▶ [Exercise text]:
○ ○ ○ ○
The Panthers continued making that one play, and it began with running back DeAngelo Williams. He took the first snap of the second half for 14 yards. Caught a pass on the next one for 13 more. Three plays later, and there he was again, bouncing off an attempted shoulder-tackle by Cardinals safety Aaron Francisco and into the end zone.

At that point, the patrons who might have been inclined to ditch this one early took notice. The Panthers were just getting started.

Next came the obligatory defensive play. Defensive tackle Maake Kemoeatu put his giant head on the ball being carried by Arizona running back Edgerrin James, and out it came, lying there waiting for linebacker Thomas Davis to recover at the Cardinals' 18.

On the next play, Delhomme threw a quick lob to Steve Smith for a touchdown, and in a span of 44 seconds, the deficit was gone. Smith probably could have been called for pushing off on the score, even looking over his shoulder while crossing the goal line as if anticipating a flag. "I neither confirm nor deny," Smith said when asked if he was guilty.

The Cardinals weren't done, but they undid themselves even when things looked smooth. Kurt Warner, who passed for 381 yards on the day, continued to hack away at the Panthers secondary, and pushed them ahead again with a touchdown pass to Anquan Boldin late in the third. But Arizona botched the extra point, and if you were looking for a sign, this was it, as the Panthers felt it coming back their way even after falling into another hole.

Delhomme threw a simple out to Smith on third down, the kind of play that gets a first down but not all that much more. But Smith spun out of the tackle attempt by Rod Hood, and though he was off balance, he collected himself and raced for a 65-yard touchdown. Arizona challenged the call, thinking he had stepped out of bounds with his right foot, but he apparently levitated enough to fool referee Walt Coleman, who looked at it for several minutes.

"That is a typical Steve play," Delhomme said with a smile, laughing a little at the memory of it. "Instead of a heel touching, it stayed up. You grin and laugh and you're glad he's on our side."
○ ○ ○ ○
▶ [Material supplied]:
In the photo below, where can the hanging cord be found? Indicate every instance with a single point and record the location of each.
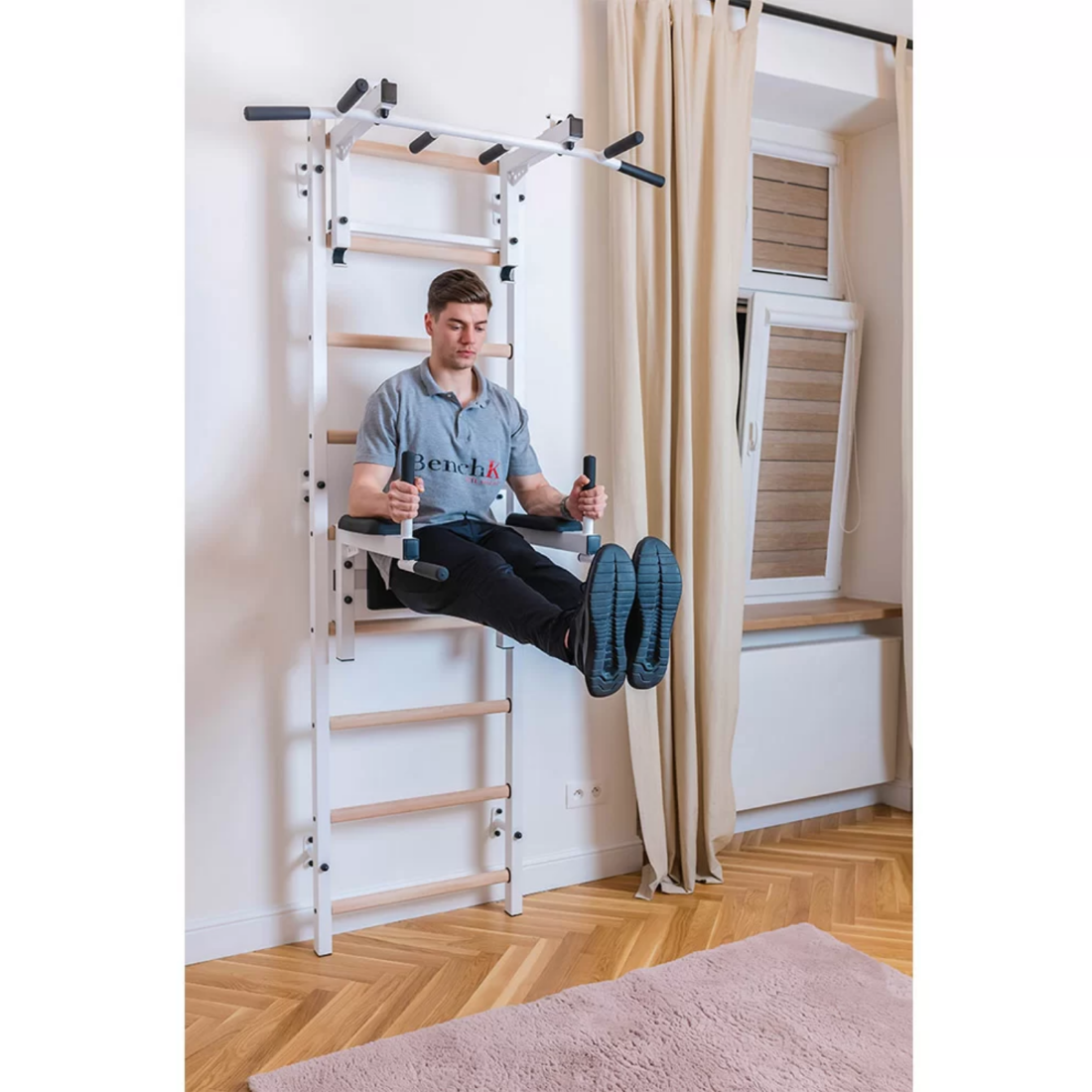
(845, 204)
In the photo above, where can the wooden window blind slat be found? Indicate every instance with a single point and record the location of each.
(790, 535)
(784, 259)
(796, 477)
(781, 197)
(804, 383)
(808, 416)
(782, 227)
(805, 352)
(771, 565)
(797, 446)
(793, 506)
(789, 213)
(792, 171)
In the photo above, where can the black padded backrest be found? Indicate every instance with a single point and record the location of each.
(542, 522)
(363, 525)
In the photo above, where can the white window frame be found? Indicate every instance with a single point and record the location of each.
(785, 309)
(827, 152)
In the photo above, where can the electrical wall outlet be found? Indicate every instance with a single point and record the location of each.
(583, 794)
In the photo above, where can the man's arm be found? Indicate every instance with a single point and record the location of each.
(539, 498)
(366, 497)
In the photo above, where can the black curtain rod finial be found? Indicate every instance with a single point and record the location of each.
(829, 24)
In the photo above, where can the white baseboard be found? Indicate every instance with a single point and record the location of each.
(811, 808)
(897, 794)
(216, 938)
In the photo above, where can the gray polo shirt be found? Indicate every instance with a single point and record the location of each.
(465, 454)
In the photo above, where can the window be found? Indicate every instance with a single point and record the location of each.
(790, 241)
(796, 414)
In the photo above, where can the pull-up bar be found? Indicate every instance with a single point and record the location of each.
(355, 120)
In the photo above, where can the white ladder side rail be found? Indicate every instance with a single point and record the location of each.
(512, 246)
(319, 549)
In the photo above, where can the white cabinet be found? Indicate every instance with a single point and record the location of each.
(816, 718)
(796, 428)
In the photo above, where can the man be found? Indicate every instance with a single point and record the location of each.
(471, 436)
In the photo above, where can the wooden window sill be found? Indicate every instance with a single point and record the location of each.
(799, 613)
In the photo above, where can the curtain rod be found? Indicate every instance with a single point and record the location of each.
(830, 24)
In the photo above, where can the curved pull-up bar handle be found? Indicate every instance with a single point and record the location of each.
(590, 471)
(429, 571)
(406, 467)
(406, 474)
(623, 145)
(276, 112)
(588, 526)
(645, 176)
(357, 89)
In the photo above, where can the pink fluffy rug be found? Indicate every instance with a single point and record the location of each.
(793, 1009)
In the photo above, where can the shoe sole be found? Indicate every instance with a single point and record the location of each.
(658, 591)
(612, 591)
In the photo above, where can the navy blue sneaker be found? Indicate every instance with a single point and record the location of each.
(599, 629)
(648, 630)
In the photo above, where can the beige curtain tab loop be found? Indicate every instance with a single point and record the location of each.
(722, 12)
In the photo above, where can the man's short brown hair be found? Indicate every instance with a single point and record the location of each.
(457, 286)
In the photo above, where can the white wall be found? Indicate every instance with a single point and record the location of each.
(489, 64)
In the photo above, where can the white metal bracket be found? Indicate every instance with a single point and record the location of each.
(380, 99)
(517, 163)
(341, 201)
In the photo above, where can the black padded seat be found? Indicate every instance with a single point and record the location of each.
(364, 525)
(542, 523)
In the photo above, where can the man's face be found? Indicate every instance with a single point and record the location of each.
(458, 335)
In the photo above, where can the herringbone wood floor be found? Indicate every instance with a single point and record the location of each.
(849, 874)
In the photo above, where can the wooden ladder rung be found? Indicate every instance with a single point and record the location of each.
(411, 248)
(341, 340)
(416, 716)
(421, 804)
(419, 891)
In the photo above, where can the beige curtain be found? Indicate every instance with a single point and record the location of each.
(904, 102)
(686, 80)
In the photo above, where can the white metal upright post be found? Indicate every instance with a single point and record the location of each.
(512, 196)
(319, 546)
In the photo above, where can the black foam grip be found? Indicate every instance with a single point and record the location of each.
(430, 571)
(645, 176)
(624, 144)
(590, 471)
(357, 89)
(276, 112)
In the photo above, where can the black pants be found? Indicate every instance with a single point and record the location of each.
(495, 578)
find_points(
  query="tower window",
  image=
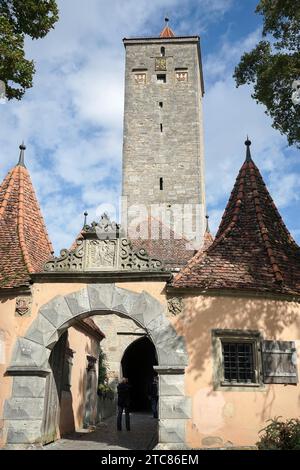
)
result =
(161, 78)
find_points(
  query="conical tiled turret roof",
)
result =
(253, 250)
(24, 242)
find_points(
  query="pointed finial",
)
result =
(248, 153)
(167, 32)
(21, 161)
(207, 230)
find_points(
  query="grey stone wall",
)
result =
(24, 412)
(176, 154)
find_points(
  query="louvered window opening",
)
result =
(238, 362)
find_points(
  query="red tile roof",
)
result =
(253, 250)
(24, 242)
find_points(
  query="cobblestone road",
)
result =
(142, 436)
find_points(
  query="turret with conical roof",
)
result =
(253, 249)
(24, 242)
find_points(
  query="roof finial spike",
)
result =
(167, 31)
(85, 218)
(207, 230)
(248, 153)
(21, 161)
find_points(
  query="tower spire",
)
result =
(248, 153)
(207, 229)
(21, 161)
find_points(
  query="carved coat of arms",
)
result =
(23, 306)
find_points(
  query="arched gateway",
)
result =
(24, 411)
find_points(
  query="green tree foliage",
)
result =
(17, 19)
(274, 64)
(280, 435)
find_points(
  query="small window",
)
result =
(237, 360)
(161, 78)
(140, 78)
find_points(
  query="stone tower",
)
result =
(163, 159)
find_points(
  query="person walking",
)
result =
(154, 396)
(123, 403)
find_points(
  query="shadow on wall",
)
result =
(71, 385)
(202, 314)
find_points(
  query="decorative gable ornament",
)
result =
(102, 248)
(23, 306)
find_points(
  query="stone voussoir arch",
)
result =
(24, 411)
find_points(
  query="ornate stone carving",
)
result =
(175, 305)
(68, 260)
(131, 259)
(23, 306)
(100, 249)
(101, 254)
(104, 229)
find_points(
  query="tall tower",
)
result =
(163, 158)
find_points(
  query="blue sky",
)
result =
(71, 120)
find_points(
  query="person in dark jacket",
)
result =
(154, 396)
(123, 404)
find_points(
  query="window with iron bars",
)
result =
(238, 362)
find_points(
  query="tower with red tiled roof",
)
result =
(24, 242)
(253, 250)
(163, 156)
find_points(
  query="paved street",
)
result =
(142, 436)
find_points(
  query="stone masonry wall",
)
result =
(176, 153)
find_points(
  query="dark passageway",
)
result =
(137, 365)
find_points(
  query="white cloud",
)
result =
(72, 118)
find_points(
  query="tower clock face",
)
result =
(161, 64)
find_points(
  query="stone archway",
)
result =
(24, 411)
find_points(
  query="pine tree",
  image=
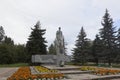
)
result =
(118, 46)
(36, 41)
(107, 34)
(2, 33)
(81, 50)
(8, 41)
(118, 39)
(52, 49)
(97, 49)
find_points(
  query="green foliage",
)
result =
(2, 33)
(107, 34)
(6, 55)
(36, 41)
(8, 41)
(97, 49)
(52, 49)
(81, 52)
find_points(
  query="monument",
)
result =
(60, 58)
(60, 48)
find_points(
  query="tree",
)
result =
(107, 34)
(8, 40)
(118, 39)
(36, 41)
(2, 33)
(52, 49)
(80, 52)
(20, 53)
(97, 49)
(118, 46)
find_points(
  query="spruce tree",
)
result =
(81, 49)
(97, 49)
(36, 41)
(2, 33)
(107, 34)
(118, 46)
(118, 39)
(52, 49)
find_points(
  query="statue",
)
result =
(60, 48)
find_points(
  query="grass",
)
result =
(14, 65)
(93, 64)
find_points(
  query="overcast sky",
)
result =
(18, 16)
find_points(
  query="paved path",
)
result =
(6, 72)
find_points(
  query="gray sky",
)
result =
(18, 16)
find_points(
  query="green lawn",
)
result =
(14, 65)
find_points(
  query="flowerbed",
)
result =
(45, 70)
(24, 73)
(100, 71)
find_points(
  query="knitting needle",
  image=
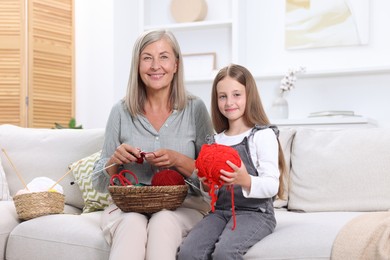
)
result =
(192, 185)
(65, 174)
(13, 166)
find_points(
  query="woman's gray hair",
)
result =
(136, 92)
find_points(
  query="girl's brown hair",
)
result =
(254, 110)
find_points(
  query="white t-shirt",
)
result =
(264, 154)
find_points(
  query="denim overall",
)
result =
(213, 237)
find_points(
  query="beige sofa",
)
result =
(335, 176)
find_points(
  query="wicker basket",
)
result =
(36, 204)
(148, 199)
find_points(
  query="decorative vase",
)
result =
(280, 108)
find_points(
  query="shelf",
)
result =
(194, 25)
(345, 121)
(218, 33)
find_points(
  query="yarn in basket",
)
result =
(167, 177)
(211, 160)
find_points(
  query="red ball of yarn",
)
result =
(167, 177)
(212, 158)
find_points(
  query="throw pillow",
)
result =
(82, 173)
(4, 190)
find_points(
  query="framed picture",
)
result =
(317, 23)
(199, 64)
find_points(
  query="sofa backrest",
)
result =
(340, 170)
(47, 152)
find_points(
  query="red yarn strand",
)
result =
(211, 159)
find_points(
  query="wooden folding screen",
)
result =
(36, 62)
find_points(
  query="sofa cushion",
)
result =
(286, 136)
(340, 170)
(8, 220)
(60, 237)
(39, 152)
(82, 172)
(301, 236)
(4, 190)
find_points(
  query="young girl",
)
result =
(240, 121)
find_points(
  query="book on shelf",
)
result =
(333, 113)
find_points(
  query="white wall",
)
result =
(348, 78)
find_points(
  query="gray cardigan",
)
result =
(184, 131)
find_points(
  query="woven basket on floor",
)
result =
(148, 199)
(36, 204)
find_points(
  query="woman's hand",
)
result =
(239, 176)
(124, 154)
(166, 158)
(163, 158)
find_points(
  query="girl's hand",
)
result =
○ ○ ○ ○
▶ [Exercise instructions]:
#1 In the game account, rewrite the paragraph beginning "Delhomme threw a simple out to Smith on third down" in a shorter form, keeping its main facts.
#2 Pick up the game account after its final paragraph and continue it.
The entries have nothing to do with the game account.

▶ [List of answers]:
#1 On third down, Delhomme threw a short out to Smith. Smith spun away from Rod Hood's tackle attempt, regained his balance and ran 65 yards for a touchdown. Arizona challenged the play, arguing that his right foot had gone out of bounds, but referee Walt Coleman reviewed it for several minutes and did not overturn it.

#2
Smith finished the day with five catches for 117 yards and the two scores, but this day was far from over, and the Panthers were still making the one little play at just the right time.

Dwayne Jarrett, Smith's former whipping boy because he didn't take things seriously enough last year, came up with a painful third-down conversion on their final clock-killing drive. He got nailed by Francisco but hung onto the ball. Smith, after barking at the young receiver to get up so they didn't have to stop the clock, was back in his face at the two-minute warning, while Jarrett was gasping for air and wincing in pain.

"He came up and told me 'Great job, this is the big leagues,'" Jarrett recalled. "He told me how much he loved me and to keep up the good work. He's been supportive the whole way, and it's always good to have a guy like that on your team.

"It feels good, shows you how much they care, how much they depend on you and believe in you. Hearing those words, it was definitely encouraging."

Then it was Williams' turn to convert a third down so they could grind the clock, and again Smith came with the words that boosted him.

"He said something to me and I said, 'I'm going to get these 13 yards,'" Williams said with a laugh. "He said, 'I want to see it, then. Show me something.' We picked up the 13 yards and I was looking for him. I told him, 'I told you I was going to get those 13 yards.'

"We do that to each other. We challenge each other, and it worked out for the best today."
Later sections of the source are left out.